#### RECORDS:
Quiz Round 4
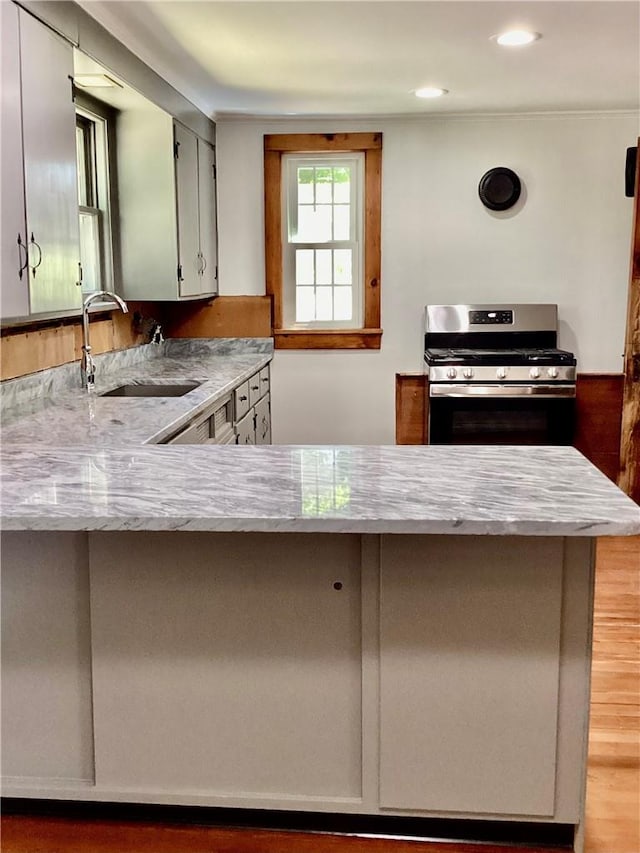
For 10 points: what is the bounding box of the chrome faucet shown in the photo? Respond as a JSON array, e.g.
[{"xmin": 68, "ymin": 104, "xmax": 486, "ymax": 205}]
[{"xmin": 80, "ymin": 290, "xmax": 129, "ymax": 391}]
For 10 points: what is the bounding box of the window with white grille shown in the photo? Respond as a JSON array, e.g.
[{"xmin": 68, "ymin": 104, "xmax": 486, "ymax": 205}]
[{"xmin": 282, "ymin": 153, "xmax": 364, "ymax": 329}]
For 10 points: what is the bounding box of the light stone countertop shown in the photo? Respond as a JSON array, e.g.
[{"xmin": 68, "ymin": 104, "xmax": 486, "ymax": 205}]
[
  {"xmin": 1, "ymin": 348, "xmax": 272, "ymax": 448},
  {"xmin": 0, "ymin": 340, "xmax": 640, "ymax": 536},
  {"xmin": 0, "ymin": 445, "xmax": 640, "ymax": 536}
]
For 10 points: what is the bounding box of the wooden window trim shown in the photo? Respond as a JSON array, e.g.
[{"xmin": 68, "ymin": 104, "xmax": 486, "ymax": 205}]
[{"xmin": 264, "ymin": 133, "xmax": 382, "ymax": 349}]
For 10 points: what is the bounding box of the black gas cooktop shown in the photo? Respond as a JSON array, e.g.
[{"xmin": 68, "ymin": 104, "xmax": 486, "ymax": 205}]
[{"xmin": 424, "ymin": 347, "xmax": 576, "ymax": 366}]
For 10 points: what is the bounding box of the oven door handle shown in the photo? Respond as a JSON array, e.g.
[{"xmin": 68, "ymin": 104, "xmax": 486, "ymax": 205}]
[{"xmin": 429, "ymin": 382, "xmax": 576, "ymax": 399}]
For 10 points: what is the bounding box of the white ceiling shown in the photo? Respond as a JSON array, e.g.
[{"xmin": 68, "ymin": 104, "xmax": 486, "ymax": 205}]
[{"xmin": 80, "ymin": 0, "xmax": 640, "ymax": 118}]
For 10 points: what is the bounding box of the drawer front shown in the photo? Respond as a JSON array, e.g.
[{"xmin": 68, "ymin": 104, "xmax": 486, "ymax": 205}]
[
  {"xmin": 233, "ymin": 382, "xmax": 250, "ymax": 423},
  {"xmin": 236, "ymin": 410, "xmax": 256, "ymax": 444},
  {"xmin": 211, "ymin": 397, "xmax": 233, "ymax": 444},
  {"xmin": 256, "ymin": 394, "xmax": 271, "ymax": 444},
  {"xmin": 167, "ymin": 420, "xmax": 210, "ymax": 444},
  {"xmin": 249, "ymin": 373, "xmax": 264, "ymax": 406},
  {"xmin": 216, "ymin": 427, "xmax": 238, "ymax": 444}
]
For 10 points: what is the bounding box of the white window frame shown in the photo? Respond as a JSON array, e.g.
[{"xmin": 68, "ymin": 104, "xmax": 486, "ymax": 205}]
[
  {"xmin": 281, "ymin": 152, "xmax": 364, "ymax": 330},
  {"xmin": 76, "ymin": 105, "xmax": 114, "ymax": 295}
]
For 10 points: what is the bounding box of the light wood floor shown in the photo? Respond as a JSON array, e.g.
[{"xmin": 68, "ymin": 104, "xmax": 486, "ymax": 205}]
[
  {"xmin": 1, "ymin": 537, "xmax": 640, "ymax": 853},
  {"xmin": 585, "ymin": 536, "xmax": 640, "ymax": 853}
]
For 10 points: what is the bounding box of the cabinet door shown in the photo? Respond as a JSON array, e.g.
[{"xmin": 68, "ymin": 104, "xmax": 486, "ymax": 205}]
[
  {"xmin": 19, "ymin": 10, "xmax": 82, "ymax": 314},
  {"xmin": 380, "ymin": 536, "xmax": 563, "ymax": 817},
  {"xmin": 0, "ymin": 3, "xmax": 29, "ymax": 318},
  {"xmin": 174, "ymin": 123, "xmax": 202, "ymax": 296},
  {"xmin": 256, "ymin": 394, "xmax": 271, "ymax": 444},
  {"xmin": 198, "ymin": 139, "xmax": 218, "ymax": 293},
  {"xmin": 236, "ymin": 409, "xmax": 256, "ymax": 444}
]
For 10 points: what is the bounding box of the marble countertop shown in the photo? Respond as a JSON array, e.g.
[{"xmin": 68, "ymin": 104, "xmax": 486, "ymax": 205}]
[
  {"xmin": 0, "ymin": 339, "xmax": 640, "ymax": 536},
  {"xmin": 2, "ymin": 347, "xmax": 272, "ymax": 448},
  {"xmin": 0, "ymin": 445, "xmax": 640, "ymax": 536}
]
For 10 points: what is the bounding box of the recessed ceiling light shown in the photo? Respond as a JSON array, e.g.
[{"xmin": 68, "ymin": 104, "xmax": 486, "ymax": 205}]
[
  {"xmin": 73, "ymin": 74, "xmax": 123, "ymax": 89},
  {"xmin": 415, "ymin": 86, "xmax": 449, "ymax": 98},
  {"xmin": 493, "ymin": 30, "xmax": 542, "ymax": 47}
]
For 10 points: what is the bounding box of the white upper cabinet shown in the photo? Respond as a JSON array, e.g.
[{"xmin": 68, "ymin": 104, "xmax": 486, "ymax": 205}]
[
  {"xmin": 117, "ymin": 113, "xmax": 218, "ymax": 300},
  {"xmin": 0, "ymin": 3, "xmax": 82, "ymax": 319}
]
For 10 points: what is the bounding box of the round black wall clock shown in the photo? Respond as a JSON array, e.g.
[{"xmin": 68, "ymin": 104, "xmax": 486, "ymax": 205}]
[{"xmin": 478, "ymin": 166, "xmax": 522, "ymax": 210}]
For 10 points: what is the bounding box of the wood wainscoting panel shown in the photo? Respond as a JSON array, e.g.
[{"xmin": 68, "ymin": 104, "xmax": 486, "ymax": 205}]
[
  {"xmin": 0, "ymin": 324, "xmax": 76, "ymax": 379},
  {"xmin": 164, "ymin": 296, "xmax": 271, "ymax": 338},
  {"xmin": 396, "ymin": 373, "xmax": 429, "ymax": 444},
  {"xmin": 0, "ymin": 302, "xmax": 154, "ymax": 380},
  {"xmin": 573, "ymin": 373, "xmax": 624, "ymax": 482},
  {"xmin": 396, "ymin": 373, "xmax": 624, "ymax": 481}
]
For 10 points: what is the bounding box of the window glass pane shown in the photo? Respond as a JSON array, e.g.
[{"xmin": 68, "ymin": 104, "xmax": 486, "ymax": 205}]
[
  {"xmin": 296, "ymin": 249, "xmax": 314, "ymax": 284},
  {"xmin": 333, "ymin": 287, "xmax": 353, "ymax": 320},
  {"xmin": 316, "ymin": 249, "xmax": 333, "ymax": 284},
  {"xmin": 80, "ymin": 212, "xmax": 100, "ymax": 293},
  {"xmin": 333, "ymin": 249, "xmax": 353, "ymax": 284},
  {"xmin": 333, "ymin": 204, "xmax": 351, "ymax": 240},
  {"xmin": 333, "ymin": 166, "xmax": 351, "ymax": 204},
  {"xmin": 316, "ymin": 287, "xmax": 333, "ymax": 320},
  {"xmin": 316, "ymin": 167, "xmax": 333, "ymax": 204},
  {"xmin": 76, "ymin": 125, "xmax": 89, "ymax": 207},
  {"xmin": 298, "ymin": 167, "xmax": 313, "ymax": 204},
  {"xmin": 296, "ymin": 287, "xmax": 316, "ymax": 323},
  {"xmin": 296, "ymin": 204, "xmax": 332, "ymax": 243}
]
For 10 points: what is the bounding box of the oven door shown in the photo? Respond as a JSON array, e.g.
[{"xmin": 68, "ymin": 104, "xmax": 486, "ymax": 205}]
[{"xmin": 427, "ymin": 384, "xmax": 575, "ymax": 444}]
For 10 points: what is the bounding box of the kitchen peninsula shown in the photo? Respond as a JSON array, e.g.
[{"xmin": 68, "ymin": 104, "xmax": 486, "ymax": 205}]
[{"xmin": 0, "ymin": 342, "xmax": 640, "ymax": 850}]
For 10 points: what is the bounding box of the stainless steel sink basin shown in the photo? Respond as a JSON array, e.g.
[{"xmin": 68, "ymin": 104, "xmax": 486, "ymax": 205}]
[{"xmin": 98, "ymin": 381, "xmax": 202, "ymax": 397}]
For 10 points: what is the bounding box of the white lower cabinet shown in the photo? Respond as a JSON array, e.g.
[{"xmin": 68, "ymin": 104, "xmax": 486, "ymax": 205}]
[
  {"xmin": 164, "ymin": 396, "xmax": 235, "ymax": 444},
  {"xmin": 1, "ymin": 528, "xmax": 593, "ymax": 851},
  {"xmin": 163, "ymin": 366, "xmax": 271, "ymax": 444},
  {"xmin": 234, "ymin": 365, "xmax": 271, "ymax": 444},
  {"xmin": 236, "ymin": 409, "xmax": 256, "ymax": 444}
]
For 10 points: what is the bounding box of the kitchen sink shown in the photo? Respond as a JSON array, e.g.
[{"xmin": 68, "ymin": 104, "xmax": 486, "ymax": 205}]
[{"xmin": 98, "ymin": 381, "xmax": 202, "ymax": 397}]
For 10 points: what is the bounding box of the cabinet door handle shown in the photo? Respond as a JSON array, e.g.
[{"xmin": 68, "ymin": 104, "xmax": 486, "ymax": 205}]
[
  {"xmin": 29, "ymin": 231, "xmax": 42, "ymax": 278},
  {"xmin": 17, "ymin": 234, "xmax": 29, "ymax": 280}
]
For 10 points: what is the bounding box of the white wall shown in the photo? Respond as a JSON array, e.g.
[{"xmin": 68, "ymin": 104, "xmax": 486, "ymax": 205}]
[{"xmin": 217, "ymin": 113, "xmax": 639, "ymax": 444}]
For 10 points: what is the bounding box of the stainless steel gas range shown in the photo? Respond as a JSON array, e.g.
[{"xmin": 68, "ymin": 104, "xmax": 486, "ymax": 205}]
[{"xmin": 424, "ymin": 304, "xmax": 576, "ymax": 444}]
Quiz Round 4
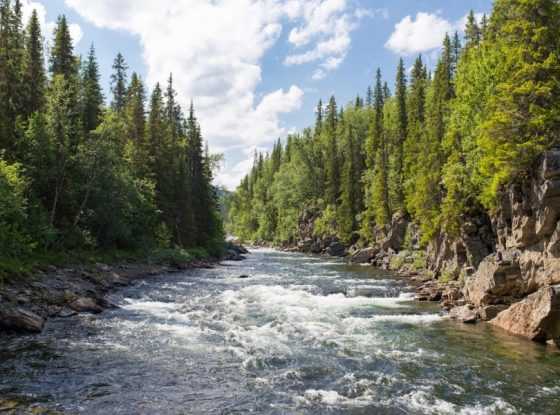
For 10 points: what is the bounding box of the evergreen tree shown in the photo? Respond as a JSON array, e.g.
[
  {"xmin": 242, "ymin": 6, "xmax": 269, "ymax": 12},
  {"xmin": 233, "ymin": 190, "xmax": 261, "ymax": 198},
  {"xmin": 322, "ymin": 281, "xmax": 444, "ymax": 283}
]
[
  {"xmin": 393, "ymin": 59, "xmax": 408, "ymax": 209},
  {"xmin": 82, "ymin": 45, "xmax": 103, "ymax": 133},
  {"xmin": 404, "ymin": 56, "xmax": 428, "ymax": 213},
  {"xmin": 50, "ymin": 15, "xmax": 78, "ymax": 78},
  {"xmin": 23, "ymin": 9, "xmax": 47, "ymax": 117},
  {"xmin": 111, "ymin": 52, "xmax": 128, "ymax": 112},
  {"xmin": 465, "ymin": 10, "xmax": 481, "ymax": 47},
  {"xmin": 323, "ymin": 96, "xmax": 340, "ymax": 206},
  {"xmin": 478, "ymin": 0, "xmax": 560, "ymax": 207}
]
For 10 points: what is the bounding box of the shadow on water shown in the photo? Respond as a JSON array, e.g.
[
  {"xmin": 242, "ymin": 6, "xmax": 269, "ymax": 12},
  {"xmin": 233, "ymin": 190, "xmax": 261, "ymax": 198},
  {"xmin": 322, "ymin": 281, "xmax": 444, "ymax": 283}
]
[{"xmin": 0, "ymin": 250, "xmax": 560, "ymax": 415}]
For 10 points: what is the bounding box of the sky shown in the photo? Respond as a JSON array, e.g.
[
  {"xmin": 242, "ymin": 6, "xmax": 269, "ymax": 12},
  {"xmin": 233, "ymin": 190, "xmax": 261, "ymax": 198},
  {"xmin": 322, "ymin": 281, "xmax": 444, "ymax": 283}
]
[{"xmin": 22, "ymin": 0, "xmax": 492, "ymax": 190}]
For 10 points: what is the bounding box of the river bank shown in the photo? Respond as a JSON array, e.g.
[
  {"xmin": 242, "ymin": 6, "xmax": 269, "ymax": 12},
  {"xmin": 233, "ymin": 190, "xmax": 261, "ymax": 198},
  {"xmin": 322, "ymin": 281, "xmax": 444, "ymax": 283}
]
[
  {"xmin": 0, "ymin": 249, "xmax": 560, "ymax": 415},
  {"xmin": 0, "ymin": 244, "xmax": 247, "ymax": 333}
]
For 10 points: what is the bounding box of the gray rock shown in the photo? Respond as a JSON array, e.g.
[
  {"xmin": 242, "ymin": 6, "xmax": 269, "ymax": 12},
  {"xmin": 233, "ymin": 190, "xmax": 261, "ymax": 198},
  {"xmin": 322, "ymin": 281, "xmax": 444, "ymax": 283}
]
[
  {"xmin": 327, "ymin": 241, "xmax": 346, "ymax": 257},
  {"xmin": 463, "ymin": 255, "xmax": 527, "ymax": 307},
  {"xmin": 490, "ymin": 285, "xmax": 560, "ymax": 347},
  {"xmin": 0, "ymin": 304, "xmax": 45, "ymax": 333},
  {"xmin": 449, "ymin": 305, "xmax": 478, "ymax": 324},
  {"xmin": 478, "ymin": 304, "xmax": 509, "ymax": 321},
  {"xmin": 68, "ymin": 297, "xmax": 103, "ymax": 314}
]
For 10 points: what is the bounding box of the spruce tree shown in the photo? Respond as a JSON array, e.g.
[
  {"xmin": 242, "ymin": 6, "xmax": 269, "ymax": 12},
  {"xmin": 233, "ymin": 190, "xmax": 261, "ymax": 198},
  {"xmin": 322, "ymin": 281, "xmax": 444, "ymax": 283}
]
[
  {"xmin": 50, "ymin": 15, "xmax": 78, "ymax": 78},
  {"xmin": 478, "ymin": 0, "xmax": 560, "ymax": 207},
  {"xmin": 465, "ymin": 10, "xmax": 481, "ymax": 47},
  {"xmin": 404, "ymin": 56, "xmax": 428, "ymax": 213},
  {"xmin": 323, "ymin": 96, "xmax": 340, "ymax": 206},
  {"xmin": 23, "ymin": 9, "xmax": 47, "ymax": 116},
  {"xmin": 394, "ymin": 58, "xmax": 408, "ymax": 209},
  {"xmin": 111, "ymin": 52, "xmax": 128, "ymax": 112},
  {"xmin": 82, "ymin": 44, "xmax": 103, "ymax": 134}
]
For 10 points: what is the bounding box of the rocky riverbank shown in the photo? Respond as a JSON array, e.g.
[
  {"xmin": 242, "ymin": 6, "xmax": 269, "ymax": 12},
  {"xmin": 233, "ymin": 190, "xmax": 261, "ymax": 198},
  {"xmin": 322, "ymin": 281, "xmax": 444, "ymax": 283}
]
[
  {"xmin": 0, "ymin": 244, "xmax": 248, "ymax": 333},
  {"xmin": 274, "ymin": 148, "xmax": 560, "ymax": 347}
]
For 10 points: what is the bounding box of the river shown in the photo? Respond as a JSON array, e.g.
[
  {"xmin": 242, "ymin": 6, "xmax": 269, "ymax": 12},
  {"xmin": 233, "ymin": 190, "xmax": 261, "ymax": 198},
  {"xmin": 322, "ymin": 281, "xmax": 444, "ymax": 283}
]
[{"xmin": 0, "ymin": 249, "xmax": 560, "ymax": 415}]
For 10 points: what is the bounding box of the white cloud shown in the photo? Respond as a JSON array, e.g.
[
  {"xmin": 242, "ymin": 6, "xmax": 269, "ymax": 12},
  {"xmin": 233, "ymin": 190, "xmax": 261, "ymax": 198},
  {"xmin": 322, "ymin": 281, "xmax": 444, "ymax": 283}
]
[
  {"xmin": 385, "ymin": 12, "xmax": 455, "ymax": 55},
  {"xmin": 22, "ymin": 0, "xmax": 83, "ymax": 45},
  {"xmin": 284, "ymin": 0, "xmax": 376, "ymax": 80},
  {"xmin": 385, "ymin": 12, "xmax": 482, "ymax": 55},
  {"xmin": 65, "ymin": 0, "xmax": 368, "ymax": 187}
]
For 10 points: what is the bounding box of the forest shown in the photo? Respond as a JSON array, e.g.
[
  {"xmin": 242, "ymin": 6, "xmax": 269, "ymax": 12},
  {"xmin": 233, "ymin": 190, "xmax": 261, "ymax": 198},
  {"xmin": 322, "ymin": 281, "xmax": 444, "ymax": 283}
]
[
  {"xmin": 228, "ymin": 0, "xmax": 560, "ymax": 250},
  {"xmin": 0, "ymin": 0, "xmax": 224, "ymax": 272}
]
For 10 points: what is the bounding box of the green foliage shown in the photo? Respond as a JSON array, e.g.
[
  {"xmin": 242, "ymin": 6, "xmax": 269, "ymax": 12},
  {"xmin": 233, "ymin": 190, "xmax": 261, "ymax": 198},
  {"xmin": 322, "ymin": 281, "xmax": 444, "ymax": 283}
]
[
  {"xmin": 228, "ymin": 0, "xmax": 560, "ymax": 254},
  {"xmin": 0, "ymin": 158, "xmax": 35, "ymax": 258},
  {"xmin": 0, "ymin": 5, "xmax": 224, "ymax": 273}
]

#### YOUR GOAL:
All lines from the one that contains "For 10 points: what is the bounding box of the forest" through the end of the material are to be quoted exactly, with both ends included.

#### EXERCISE RESULT:
For 10 points: what is the bounding box of the forest shown in the photo? Respond as a JSON array, e.g.
[
  {"xmin": 242, "ymin": 6, "xmax": 269, "ymax": 12},
  {"xmin": 233, "ymin": 190, "xmax": 261, "ymax": 198},
  {"xmin": 322, "ymin": 281, "xmax": 444, "ymax": 283}
]
[
  {"xmin": 228, "ymin": 0, "xmax": 560, "ymax": 250},
  {"xmin": 0, "ymin": 0, "xmax": 224, "ymax": 272}
]
For 10 points: what is the bounding box of the green foliage shown in the photo? Respond as a JSON array, e.g.
[
  {"xmin": 242, "ymin": 6, "xmax": 269, "ymax": 12},
  {"xmin": 233, "ymin": 190, "xmax": 261, "ymax": 198},
  {"xmin": 322, "ymin": 281, "xmax": 444, "ymax": 283}
]
[
  {"xmin": 228, "ymin": 0, "xmax": 560, "ymax": 254},
  {"xmin": 0, "ymin": 158, "xmax": 35, "ymax": 258},
  {"xmin": 0, "ymin": 5, "xmax": 224, "ymax": 273}
]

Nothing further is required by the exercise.